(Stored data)
· · · · · · ·

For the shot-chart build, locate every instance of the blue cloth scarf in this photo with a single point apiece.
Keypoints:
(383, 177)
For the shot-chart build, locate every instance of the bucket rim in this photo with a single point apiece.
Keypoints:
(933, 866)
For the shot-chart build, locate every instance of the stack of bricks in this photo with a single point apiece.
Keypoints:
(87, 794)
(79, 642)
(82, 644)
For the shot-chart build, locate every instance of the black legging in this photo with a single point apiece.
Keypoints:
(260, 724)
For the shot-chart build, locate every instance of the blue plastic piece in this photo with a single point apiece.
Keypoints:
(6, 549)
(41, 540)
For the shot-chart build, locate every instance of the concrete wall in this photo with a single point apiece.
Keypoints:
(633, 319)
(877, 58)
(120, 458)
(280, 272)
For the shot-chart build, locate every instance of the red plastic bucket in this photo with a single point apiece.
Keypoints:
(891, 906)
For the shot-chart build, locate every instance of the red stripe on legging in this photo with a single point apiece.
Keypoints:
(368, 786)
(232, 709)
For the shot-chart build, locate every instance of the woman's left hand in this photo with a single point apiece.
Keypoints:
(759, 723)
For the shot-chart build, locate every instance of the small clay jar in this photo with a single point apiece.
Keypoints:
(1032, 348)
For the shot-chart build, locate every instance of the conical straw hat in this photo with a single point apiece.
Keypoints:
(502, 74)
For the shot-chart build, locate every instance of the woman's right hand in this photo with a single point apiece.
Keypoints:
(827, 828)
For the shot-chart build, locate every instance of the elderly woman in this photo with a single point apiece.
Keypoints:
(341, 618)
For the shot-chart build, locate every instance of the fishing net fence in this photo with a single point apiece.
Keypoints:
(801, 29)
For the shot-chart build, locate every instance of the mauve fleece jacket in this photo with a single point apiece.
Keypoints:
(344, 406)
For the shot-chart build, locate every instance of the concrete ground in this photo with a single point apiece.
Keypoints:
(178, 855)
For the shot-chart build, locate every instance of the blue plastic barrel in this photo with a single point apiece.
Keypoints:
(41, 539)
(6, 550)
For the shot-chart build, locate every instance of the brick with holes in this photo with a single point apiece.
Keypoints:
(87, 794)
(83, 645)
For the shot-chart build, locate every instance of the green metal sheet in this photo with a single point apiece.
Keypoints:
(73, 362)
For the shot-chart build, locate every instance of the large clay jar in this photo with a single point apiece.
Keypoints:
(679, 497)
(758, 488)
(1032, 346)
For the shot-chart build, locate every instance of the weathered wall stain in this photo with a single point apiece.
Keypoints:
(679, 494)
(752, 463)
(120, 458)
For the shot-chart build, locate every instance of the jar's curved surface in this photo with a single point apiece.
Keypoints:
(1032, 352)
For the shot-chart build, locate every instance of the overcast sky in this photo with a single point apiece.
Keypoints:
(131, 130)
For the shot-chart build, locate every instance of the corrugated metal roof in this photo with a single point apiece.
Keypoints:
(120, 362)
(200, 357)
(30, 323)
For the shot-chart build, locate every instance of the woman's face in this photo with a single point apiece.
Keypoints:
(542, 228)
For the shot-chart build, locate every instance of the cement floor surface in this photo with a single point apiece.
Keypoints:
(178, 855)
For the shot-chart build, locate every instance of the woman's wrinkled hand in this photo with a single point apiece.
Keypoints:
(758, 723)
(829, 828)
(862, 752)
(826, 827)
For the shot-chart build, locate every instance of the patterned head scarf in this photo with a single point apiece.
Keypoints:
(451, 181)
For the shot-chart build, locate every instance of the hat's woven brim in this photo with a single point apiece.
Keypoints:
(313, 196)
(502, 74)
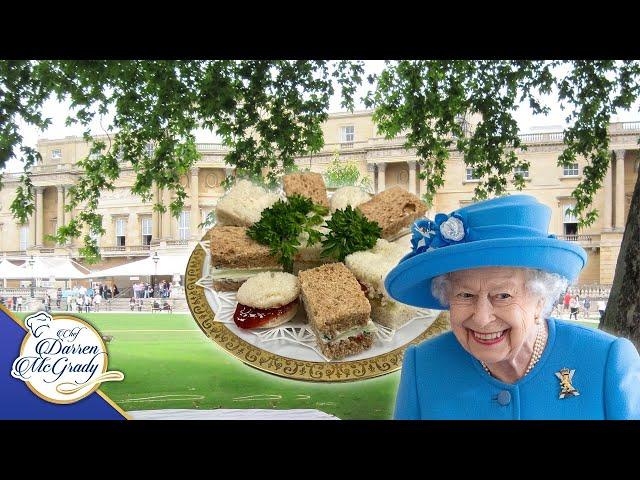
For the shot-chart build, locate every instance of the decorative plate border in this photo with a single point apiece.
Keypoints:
(285, 366)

· · · · · · ·

_Instructions to follow_. Print the lines from the one holding "For the shot-chart build, locate every instance of the large" through the last line of the records, word for word, and omit the pictures.

_Task output_.
For the shot-chart build, locate every instance of the large clay jar in this photo with a single point apiece.
Keypoints:
(679, 497)
(758, 488)
(1032, 346)
For the shot-chart build, locate every instance of the weathered wall stain in this photo with a single point apiece.
Keypoints:
(679, 494)
(752, 463)
(120, 458)
For the shot-chart build, locate every instance of the jar's curved surface in this photo with a single point apiece.
Keypoints:
(1032, 352)
For the shot-chart build, locate every instance of the overcast sky in this photo with a single point apiece.
Keypoints:
(131, 130)
For the shot-chart build, locate every instance of the corrugated metal roof in this photo with a single point apiece.
Keypoints:
(120, 362)
(200, 357)
(30, 323)
For the shot-chart build, locate every instance of the woman's face in this photo with a single point apiece.
Keypoints:
(542, 228)
For the shot-chart build, locate every instance of the cement floor surface in this photo with a single point apiece.
Keypoints:
(178, 855)
For the shot-chart build, locate every instance of the woman's wrinkled hand in this photo with a single point apiece.
Keypoints:
(758, 723)
(829, 828)
(862, 752)
(826, 827)
For the shot-chart build, locate every instance of the patterned head scarf in this photo with a single point apiece.
Keypoints:
(451, 181)
For the shot-chart build, locate every instance of the hat's woven brim in this photo with a single point apiece.
Keypoints:
(313, 196)
(502, 74)
For the shot-chart build, locate every instance of the decorative plate border in this photo with a single point apiece.
Keypoints:
(285, 366)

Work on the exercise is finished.